* Start *
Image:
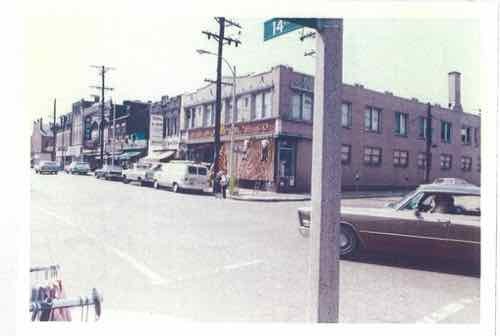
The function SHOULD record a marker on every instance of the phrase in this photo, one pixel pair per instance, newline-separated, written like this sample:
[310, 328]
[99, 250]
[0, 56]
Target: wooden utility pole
[54, 133]
[103, 70]
[428, 143]
[221, 39]
[326, 173]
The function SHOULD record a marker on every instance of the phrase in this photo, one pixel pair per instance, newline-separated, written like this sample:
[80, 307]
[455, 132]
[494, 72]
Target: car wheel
[348, 241]
[175, 187]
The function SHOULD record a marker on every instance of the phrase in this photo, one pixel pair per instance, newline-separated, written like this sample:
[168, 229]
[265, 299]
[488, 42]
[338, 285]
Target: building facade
[42, 142]
[383, 136]
[164, 141]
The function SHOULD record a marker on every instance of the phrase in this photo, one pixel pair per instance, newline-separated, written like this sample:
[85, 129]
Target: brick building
[383, 136]
[164, 140]
[42, 141]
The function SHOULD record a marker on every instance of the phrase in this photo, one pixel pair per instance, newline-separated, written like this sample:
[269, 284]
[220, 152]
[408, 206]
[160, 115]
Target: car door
[419, 233]
[464, 238]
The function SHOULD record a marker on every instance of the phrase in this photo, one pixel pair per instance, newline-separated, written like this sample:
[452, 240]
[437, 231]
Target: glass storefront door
[286, 165]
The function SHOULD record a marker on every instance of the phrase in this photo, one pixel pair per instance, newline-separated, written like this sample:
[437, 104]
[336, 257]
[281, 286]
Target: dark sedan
[436, 220]
[109, 172]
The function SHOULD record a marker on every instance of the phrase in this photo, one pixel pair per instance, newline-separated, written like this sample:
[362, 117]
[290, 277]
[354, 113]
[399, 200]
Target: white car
[139, 173]
[181, 175]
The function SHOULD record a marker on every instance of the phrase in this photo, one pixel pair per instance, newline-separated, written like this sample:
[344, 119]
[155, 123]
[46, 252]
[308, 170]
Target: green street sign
[280, 26]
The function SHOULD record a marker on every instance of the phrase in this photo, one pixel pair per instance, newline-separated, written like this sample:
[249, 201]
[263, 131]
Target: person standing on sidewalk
[223, 184]
[217, 184]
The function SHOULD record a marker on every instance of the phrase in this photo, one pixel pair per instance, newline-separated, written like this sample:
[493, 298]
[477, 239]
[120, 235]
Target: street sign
[277, 27]
[280, 26]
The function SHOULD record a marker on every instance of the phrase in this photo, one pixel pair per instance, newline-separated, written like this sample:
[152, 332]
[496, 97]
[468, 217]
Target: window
[259, 105]
[400, 158]
[465, 135]
[401, 127]
[296, 106]
[466, 163]
[372, 119]
[345, 154]
[306, 107]
[476, 136]
[268, 104]
[445, 131]
[445, 161]
[302, 106]
[346, 115]
[422, 160]
[422, 128]
[373, 156]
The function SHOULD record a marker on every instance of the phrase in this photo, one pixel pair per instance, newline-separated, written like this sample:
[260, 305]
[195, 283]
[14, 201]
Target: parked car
[82, 168]
[181, 175]
[450, 180]
[49, 167]
[139, 173]
[435, 220]
[109, 172]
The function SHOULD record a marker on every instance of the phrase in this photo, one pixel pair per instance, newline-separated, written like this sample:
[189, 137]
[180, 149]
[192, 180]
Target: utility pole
[103, 69]
[222, 21]
[428, 143]
[54, 134]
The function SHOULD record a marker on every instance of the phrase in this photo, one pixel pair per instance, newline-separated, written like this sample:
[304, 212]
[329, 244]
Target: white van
[181, 175]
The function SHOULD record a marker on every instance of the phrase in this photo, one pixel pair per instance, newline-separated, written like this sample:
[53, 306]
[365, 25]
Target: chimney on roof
[454, 91]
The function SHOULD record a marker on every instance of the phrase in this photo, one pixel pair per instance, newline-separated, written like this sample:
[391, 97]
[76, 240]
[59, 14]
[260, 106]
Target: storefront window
[286, 167]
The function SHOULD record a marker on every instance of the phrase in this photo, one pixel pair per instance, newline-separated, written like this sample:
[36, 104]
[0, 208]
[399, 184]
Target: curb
[302, 199]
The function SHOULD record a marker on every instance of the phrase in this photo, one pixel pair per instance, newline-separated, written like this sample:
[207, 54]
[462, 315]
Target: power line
[102, 69]
[221, 41]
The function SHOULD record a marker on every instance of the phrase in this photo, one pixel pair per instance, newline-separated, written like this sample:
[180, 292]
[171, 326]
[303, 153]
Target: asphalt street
[156, 254]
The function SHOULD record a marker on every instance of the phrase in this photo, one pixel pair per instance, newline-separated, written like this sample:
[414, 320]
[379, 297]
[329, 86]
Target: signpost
[326, 169]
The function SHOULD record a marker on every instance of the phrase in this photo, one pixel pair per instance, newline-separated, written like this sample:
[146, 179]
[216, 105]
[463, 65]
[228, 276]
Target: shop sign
[250, 128]
[156, 127]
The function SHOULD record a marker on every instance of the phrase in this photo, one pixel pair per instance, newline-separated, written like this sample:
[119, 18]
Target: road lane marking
[448, 310]
[243, 264]
[154, 277]
[215, 271]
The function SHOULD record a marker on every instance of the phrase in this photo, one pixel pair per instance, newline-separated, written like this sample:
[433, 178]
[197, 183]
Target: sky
[155, 55]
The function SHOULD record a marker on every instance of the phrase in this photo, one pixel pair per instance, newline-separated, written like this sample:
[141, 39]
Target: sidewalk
[269, 196]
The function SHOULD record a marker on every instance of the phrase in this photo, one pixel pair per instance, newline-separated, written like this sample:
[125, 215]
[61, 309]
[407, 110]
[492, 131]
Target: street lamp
[233, 110]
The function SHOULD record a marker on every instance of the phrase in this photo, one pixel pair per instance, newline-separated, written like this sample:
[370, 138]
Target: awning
[160, 155]
[128, 155]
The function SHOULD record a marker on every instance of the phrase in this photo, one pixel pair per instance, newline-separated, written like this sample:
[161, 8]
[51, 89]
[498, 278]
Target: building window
[259, 105]
[466, 163]
[306, 107]
[445, 161]
[302, 106]
[296, 106]
[373, 156]
[445, 131]
[345, 154]
[400, 158]
[346, 115]
[268, 104]
[401, 126]
[372, 119]
[422, 160]
[476, 136]
[422, 128]
[465, 135]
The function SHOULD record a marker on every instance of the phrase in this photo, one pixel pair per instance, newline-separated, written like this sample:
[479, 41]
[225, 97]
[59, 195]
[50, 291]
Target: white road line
[448, 310]
[154, 277]
[243, 264]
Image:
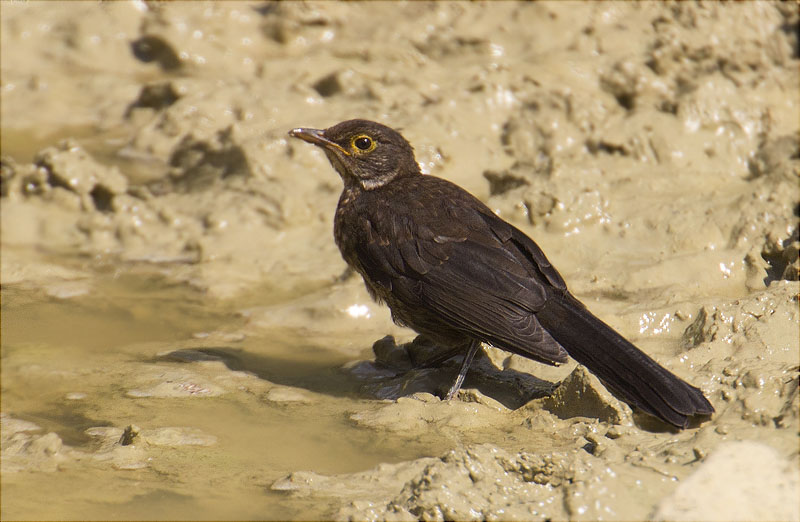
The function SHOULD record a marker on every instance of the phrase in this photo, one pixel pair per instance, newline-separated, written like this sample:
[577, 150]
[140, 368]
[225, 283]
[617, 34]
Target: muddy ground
[180, 338]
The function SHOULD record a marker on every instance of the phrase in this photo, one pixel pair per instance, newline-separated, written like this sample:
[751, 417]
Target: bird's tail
[621, 366]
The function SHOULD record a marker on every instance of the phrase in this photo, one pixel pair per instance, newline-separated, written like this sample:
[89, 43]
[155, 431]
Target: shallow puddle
[85, 362]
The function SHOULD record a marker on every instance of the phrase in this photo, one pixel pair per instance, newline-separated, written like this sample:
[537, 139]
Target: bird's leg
[462, 372]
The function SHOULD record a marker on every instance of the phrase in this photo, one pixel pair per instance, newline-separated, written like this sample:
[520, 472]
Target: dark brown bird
[451, 269]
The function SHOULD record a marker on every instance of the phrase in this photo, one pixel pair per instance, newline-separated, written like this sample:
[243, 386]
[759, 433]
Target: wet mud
[181, 339]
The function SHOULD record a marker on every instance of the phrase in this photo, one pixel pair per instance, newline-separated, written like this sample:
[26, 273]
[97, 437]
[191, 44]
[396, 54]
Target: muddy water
[180, 338]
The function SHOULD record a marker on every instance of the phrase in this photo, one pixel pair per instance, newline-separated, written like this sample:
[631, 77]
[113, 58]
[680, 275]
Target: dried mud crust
[650, 149]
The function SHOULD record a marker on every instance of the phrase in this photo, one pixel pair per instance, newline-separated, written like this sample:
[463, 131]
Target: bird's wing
[468, 267]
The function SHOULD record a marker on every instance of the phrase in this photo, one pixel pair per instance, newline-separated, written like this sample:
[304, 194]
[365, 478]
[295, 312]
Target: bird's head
[364, 153]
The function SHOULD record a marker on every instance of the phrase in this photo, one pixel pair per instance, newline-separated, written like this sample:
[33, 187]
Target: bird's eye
[363, 143]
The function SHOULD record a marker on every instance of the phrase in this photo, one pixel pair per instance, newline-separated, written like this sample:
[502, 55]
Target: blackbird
[452, 270]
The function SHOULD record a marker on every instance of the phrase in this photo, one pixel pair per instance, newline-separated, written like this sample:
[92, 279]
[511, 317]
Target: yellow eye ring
[362, 143]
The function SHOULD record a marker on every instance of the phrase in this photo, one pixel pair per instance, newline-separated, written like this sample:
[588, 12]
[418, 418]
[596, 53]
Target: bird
[454, 271]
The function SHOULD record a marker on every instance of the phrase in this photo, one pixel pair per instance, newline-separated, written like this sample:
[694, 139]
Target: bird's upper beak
[317, 137]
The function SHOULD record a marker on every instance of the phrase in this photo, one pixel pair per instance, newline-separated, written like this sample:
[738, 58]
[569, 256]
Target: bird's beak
[317, 137]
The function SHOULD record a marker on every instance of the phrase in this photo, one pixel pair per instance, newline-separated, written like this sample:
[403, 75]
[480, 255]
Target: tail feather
[620, 365]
* End *
• **Stated exercise**
List every line of the records above that contains the string "sidewalk". Match case exactly.

• **The completed task**
Target: person standing on sidewalk
Target: sidewalk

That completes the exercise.